Last Motorcycle on Earth film too real

Last Motorcycle on Earth goes ahead

In these days of pandemic where many can’t even ride their motorcycles, The Last Motorcycle on Earth depicts a world where motorbikes are banned. The film is almost too real!

Director Eric Ristau tried to get crowd-funding for the movie and failed, but went ahead and produced it anyway.

It is now available for download her from Vimeo on Demand for $A3 or North American and UK viewers can stream it from Amazon Prime.

Apart from the cold reality of the film’s theme, it’s a great show to pass the time during the current pandemic lockdown.

The Last Motorcycle on Earth!
Scene from The Last Motorcycle on Earth!

The film depicts a not-too-distant future where motorcycles are banned because they are the last dangerous vehicles in a world of electric automated cars, trucks and buses.

It’s the fictional story of a vintage motorcycle collector and bike builder, Conrad Mendel (played by co-producer Neil “Morto” Olson), as he grapples with a new world of technology that threatens to destroy his passion and way of life. 

Last Motorcycle on Earth goes ahead
Scene from The Last Motorcycle on Earth!

Down to earth film

The sad fact is that the film may not be too far from reality.

AVAILABLE DATA ▸
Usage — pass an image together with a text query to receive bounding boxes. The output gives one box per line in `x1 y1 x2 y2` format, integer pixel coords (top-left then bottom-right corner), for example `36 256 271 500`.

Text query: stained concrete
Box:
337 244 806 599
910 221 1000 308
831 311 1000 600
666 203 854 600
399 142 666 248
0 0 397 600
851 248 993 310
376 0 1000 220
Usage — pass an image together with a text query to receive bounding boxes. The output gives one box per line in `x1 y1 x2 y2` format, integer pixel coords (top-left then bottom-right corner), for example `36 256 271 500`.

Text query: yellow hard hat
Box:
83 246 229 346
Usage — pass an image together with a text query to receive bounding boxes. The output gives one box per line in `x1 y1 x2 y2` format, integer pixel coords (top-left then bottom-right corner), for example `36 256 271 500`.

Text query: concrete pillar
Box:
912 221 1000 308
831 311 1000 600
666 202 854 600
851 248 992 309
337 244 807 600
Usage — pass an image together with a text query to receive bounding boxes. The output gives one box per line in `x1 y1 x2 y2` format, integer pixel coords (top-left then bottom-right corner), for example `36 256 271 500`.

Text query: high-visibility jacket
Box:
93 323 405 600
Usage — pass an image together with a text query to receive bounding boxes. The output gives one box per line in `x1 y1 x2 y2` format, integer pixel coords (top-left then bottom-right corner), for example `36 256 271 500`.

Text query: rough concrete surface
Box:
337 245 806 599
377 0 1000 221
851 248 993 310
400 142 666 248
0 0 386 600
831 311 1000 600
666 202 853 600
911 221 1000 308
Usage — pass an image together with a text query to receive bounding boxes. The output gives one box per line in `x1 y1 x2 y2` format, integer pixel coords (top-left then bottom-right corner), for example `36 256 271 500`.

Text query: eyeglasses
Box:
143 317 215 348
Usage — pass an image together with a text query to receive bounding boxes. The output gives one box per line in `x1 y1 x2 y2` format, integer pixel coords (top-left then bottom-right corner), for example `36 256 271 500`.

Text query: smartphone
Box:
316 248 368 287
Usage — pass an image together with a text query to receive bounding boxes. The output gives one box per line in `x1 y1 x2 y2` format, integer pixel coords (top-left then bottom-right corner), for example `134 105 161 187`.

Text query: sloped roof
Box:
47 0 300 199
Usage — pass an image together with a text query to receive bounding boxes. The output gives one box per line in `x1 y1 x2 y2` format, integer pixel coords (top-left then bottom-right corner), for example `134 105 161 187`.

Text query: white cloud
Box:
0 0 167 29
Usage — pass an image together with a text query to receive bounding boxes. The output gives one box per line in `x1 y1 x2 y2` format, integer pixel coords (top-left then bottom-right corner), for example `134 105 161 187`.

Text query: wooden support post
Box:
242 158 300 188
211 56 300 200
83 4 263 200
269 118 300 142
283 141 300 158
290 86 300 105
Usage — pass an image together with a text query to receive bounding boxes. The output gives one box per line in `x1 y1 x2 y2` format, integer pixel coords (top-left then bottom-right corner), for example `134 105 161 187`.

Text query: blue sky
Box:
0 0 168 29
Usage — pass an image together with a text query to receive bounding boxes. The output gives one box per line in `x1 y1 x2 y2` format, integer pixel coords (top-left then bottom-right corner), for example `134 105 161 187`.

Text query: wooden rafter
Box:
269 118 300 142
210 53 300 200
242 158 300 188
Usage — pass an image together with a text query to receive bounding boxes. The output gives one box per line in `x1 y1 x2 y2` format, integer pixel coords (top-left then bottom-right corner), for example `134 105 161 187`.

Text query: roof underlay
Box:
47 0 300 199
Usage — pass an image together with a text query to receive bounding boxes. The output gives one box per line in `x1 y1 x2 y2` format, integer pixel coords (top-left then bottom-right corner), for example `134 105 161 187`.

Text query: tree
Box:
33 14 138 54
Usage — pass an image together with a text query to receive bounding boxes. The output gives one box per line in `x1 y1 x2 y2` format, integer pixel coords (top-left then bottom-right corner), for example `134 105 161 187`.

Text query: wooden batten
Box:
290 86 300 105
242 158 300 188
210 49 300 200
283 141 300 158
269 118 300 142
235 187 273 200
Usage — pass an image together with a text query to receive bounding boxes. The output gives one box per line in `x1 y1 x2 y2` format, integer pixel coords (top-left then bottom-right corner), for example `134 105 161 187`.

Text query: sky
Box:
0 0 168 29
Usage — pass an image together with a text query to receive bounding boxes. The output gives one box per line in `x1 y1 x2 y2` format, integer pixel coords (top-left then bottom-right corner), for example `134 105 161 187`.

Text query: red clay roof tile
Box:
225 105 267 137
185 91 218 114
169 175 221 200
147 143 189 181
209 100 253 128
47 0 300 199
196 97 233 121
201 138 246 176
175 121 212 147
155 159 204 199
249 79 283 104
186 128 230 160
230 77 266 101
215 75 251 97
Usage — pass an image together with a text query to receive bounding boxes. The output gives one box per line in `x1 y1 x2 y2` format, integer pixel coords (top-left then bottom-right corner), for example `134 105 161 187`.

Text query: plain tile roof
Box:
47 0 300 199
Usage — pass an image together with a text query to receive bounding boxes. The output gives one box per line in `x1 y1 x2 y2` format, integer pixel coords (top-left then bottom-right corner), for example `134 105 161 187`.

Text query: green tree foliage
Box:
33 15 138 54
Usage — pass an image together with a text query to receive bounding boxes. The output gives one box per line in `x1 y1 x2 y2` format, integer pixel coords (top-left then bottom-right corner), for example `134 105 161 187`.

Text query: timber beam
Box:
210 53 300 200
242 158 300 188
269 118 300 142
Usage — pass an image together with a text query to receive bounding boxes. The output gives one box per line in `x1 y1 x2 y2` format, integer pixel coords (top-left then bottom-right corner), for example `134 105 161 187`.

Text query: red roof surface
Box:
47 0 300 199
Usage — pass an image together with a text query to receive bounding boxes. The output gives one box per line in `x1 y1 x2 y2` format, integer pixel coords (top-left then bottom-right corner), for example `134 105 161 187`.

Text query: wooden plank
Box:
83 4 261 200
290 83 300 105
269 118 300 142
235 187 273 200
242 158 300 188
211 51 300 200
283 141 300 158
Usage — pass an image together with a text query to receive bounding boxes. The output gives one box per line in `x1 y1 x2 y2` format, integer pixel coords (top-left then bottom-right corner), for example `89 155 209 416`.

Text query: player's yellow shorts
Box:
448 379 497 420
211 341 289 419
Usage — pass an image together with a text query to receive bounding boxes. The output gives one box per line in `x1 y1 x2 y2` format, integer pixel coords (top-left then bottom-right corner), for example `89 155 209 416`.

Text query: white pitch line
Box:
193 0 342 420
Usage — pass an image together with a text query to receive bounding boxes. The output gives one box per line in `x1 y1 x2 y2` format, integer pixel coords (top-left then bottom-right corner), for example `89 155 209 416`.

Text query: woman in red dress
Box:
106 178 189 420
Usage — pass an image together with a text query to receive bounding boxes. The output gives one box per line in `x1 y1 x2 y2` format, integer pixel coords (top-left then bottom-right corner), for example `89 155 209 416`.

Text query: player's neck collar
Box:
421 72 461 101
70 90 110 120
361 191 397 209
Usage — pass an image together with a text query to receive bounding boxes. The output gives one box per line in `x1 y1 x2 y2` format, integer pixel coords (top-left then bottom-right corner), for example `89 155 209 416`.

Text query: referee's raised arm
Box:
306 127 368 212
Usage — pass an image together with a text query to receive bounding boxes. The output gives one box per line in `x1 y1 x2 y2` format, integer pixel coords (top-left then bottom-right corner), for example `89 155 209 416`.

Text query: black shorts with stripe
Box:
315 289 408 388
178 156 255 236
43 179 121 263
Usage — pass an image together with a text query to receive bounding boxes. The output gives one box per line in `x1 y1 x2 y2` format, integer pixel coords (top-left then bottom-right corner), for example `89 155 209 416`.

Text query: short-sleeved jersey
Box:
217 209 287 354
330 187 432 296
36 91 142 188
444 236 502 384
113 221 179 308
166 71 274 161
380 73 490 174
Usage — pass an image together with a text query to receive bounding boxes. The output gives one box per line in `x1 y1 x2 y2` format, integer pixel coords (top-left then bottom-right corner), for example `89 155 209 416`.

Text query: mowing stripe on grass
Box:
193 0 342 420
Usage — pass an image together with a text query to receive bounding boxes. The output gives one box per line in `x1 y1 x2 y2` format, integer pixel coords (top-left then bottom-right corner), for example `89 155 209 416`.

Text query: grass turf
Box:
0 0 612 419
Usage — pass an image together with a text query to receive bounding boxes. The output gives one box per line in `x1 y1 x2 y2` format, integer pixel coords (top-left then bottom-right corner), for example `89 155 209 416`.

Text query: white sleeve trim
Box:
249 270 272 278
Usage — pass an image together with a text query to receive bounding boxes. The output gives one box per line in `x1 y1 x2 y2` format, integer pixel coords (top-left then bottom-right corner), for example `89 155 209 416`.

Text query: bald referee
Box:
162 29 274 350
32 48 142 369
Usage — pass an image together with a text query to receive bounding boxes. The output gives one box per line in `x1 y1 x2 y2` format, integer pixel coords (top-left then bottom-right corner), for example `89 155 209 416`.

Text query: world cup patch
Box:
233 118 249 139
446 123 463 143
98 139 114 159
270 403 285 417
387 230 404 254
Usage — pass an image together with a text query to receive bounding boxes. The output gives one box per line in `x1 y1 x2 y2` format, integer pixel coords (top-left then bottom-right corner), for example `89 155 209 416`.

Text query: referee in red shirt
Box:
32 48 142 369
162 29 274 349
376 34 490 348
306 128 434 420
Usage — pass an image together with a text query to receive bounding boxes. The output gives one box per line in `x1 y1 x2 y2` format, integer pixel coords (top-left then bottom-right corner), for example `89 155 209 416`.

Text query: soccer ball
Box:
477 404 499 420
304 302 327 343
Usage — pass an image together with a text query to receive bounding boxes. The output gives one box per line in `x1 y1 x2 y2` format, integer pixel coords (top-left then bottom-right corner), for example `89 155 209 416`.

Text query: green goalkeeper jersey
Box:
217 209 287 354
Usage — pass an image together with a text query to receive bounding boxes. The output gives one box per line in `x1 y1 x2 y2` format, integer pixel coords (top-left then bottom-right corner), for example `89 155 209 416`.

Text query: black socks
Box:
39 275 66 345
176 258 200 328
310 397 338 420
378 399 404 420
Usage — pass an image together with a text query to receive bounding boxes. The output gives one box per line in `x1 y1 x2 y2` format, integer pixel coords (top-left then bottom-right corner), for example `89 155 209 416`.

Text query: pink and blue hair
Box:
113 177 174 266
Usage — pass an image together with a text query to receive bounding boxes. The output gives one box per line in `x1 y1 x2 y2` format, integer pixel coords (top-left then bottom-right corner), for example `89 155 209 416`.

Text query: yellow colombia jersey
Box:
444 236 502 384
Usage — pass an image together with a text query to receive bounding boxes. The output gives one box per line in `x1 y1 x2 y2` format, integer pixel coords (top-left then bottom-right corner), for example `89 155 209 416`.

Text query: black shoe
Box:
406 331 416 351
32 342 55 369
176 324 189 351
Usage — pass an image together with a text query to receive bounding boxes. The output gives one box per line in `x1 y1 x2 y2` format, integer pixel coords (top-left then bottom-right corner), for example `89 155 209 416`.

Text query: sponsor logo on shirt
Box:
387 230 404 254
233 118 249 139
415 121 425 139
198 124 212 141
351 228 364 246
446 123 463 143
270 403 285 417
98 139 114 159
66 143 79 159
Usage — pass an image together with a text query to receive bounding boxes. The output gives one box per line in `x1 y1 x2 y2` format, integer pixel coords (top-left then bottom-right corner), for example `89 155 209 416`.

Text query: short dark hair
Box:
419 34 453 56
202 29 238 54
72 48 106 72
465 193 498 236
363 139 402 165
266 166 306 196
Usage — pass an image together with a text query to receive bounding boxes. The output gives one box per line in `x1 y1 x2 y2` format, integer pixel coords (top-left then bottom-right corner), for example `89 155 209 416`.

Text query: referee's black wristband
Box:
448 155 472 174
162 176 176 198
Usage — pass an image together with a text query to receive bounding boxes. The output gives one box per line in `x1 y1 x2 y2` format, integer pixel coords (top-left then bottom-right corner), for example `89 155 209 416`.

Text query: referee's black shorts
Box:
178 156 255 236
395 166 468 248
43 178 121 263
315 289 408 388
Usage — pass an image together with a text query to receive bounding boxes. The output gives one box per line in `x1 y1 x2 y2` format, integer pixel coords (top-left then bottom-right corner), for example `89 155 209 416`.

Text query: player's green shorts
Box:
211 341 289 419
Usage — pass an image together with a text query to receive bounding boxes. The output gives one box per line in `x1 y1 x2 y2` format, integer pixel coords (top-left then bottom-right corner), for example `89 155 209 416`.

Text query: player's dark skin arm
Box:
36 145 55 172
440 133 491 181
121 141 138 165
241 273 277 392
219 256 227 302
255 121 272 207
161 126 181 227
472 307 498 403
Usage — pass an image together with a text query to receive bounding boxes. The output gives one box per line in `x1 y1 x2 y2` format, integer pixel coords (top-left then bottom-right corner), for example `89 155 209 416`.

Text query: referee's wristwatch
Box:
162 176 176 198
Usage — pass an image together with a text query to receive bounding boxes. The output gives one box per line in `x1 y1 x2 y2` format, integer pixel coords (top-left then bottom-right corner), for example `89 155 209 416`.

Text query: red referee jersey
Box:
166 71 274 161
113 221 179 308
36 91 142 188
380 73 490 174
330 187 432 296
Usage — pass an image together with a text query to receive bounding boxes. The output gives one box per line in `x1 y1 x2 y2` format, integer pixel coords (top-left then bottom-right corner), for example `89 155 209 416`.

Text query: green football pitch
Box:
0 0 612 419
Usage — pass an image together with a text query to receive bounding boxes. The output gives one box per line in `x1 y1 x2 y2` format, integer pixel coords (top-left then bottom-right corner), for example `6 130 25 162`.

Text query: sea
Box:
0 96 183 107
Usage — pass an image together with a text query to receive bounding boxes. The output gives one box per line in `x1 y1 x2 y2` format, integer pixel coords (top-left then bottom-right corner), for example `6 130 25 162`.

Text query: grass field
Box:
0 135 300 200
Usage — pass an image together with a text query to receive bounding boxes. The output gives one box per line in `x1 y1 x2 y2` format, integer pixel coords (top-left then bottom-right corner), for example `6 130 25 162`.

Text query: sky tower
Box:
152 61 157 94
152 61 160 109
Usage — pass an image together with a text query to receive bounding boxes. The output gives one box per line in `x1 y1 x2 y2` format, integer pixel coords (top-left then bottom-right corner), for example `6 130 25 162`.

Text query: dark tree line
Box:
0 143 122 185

WORK TASK ▸ In the article about The Last Motorcycle on Earth, who plays the collector Conrad Mendel?

YOUR SOLUTION ▸ Co-producer Neil "Morto" Olson plays Conrad Mendel.